▸ **RAW DATA**:
-- begin --
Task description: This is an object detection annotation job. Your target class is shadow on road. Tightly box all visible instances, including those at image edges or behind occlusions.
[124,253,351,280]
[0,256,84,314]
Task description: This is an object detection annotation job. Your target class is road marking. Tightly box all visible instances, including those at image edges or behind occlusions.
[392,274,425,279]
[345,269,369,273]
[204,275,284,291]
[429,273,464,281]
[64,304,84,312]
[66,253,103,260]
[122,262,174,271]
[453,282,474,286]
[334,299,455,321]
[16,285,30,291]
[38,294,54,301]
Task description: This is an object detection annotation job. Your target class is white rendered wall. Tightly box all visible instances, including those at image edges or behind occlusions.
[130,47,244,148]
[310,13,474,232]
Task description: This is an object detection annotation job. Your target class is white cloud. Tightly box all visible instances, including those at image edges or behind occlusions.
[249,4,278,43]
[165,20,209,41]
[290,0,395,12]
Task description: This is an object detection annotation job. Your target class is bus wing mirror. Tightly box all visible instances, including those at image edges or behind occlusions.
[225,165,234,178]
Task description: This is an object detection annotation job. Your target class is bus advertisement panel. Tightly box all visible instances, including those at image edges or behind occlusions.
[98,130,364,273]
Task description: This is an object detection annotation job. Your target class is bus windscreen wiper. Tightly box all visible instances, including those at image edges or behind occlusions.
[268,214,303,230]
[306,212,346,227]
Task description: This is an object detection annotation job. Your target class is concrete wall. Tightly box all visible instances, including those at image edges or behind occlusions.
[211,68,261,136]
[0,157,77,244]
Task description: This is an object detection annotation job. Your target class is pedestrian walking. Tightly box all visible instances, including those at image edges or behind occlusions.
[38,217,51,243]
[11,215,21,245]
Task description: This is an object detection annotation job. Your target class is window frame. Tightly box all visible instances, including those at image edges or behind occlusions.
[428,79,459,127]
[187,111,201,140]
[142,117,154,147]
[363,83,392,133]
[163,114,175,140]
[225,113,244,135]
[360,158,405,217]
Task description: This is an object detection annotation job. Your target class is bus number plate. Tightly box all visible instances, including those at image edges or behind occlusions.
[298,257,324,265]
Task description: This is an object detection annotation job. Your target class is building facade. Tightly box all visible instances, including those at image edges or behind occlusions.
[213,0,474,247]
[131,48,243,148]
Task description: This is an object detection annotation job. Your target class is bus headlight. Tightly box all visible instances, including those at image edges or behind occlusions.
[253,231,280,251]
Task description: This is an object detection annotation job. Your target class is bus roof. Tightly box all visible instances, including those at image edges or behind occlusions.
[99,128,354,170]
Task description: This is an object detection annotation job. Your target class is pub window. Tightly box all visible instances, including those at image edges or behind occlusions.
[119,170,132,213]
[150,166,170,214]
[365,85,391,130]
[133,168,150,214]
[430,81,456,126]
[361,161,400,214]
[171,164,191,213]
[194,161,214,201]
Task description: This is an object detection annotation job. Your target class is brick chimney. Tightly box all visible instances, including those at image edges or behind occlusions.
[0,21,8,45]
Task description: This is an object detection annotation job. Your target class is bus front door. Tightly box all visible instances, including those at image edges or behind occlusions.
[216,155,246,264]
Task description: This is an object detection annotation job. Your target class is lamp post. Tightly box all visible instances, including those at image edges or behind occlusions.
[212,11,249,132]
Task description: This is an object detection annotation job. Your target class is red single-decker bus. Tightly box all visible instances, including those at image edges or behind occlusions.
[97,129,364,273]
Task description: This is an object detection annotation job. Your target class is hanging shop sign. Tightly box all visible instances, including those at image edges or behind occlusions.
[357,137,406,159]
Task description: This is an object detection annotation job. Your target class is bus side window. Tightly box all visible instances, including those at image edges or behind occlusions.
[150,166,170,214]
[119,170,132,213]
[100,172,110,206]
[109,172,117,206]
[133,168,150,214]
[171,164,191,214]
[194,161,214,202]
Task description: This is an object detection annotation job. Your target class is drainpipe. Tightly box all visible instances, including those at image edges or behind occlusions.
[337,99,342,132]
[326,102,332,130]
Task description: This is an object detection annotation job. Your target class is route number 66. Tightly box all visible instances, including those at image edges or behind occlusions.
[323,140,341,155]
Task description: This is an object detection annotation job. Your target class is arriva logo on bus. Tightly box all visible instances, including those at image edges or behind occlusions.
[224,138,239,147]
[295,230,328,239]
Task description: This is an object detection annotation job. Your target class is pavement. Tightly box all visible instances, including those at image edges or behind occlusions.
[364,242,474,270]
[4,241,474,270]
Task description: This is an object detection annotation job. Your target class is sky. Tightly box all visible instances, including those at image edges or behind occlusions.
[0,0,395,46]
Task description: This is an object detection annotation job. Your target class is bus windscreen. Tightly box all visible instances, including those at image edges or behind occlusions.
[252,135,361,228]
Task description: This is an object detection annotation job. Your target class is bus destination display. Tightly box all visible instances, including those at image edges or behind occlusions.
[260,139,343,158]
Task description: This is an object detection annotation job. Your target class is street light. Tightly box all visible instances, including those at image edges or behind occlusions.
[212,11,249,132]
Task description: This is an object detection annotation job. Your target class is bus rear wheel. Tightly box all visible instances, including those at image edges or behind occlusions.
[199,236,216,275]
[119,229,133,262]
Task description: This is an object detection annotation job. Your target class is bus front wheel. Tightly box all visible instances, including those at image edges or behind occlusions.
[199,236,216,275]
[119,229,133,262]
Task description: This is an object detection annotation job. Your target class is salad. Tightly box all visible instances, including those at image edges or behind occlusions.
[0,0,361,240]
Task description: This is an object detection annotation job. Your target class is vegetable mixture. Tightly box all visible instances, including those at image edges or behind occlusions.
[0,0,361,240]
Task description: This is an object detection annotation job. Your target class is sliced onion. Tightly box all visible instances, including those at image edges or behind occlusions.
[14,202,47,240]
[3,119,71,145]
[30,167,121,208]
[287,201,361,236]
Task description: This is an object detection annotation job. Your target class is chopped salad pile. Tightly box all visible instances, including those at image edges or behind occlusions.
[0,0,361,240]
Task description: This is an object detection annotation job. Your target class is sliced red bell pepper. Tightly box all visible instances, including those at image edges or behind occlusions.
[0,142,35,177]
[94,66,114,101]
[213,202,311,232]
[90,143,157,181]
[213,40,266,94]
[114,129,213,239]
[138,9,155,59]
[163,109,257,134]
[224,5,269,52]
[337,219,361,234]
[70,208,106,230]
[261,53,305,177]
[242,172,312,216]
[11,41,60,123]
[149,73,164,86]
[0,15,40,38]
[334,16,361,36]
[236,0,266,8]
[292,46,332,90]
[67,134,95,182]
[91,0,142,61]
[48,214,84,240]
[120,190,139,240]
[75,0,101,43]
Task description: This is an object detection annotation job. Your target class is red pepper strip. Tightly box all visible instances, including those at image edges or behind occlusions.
-- end --
▸ **OBJECTIVE**: Resize the material from the line containing "is red single-decker" through the line containing "[323,140,341,155]", repeating every line. Leave the text lines unchanged, and multiply each bounding-box coordinate by 0.4, rounding to whole numbers with halves rounded up.

▸ **FINISHED EXERCISE**:
Task description: This is an object detection annotation job. Your target class is red single-decker bus. Tightly box all visible instances, including those at image edges or behind occlusions.
[39,52,146,109]
Task description: This is an object detection annotation job. Your target class is hanging shop sign. Tightly box all visible instances, including those at image edges or behind occlusions.
[143,55,162,64]
Task description: This is an object detection annotation job. Your target class is bus side window. Tightly box all visible instances, including those at image edges or behind occlusions.
[60,66,68,86]
[48,68,53,85]
[40,69,44,82]
[44,69,47,82]
[53,67,60,86]
[68,66,76,86]
[78,64,86,81]
Task description: This is an object detection annotation job. Your target class is drainpipe. Tightly box all visible instances, including those at image edges or behind occlusions.
[135,40,137,53]
[130,41,133,52]
Task description: This is an object detection annotation job. Your target class is route number 66. Tightly box all visible instances, including those at image edges or behind occlusions.
[129,56,136,62]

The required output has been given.